[Exercise data — start]

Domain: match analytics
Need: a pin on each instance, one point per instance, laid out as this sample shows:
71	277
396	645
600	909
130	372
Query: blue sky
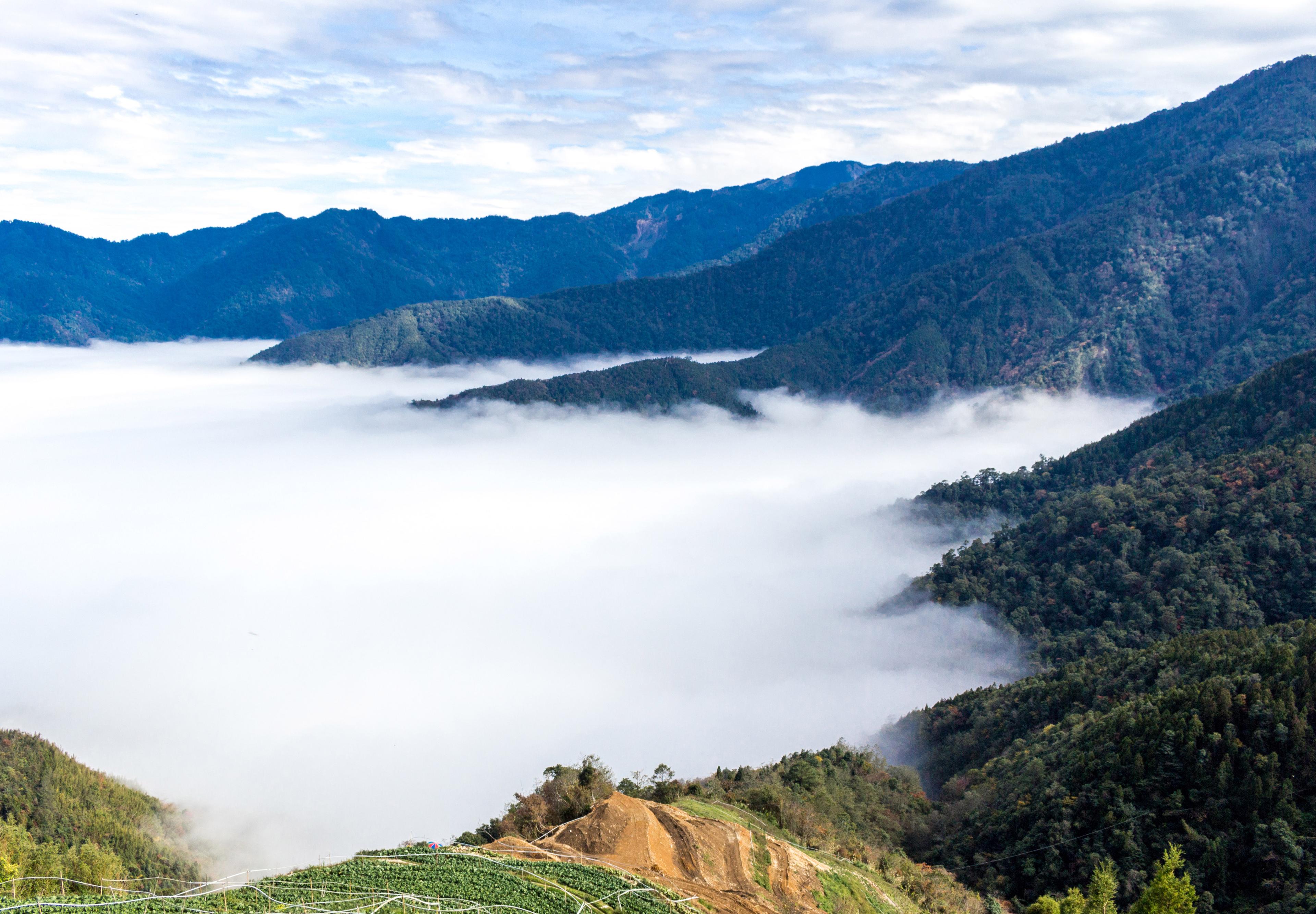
128	118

[Exercise data — finish]

### Activity
Word for word, repeat the material above and drop the pictures.

### Result
Domain: match analytics
Need: a pin on each instance, one point per instance, laid out as this sample shows:
71	277
396	645
600	909
130	372
Query: blue sky
128	118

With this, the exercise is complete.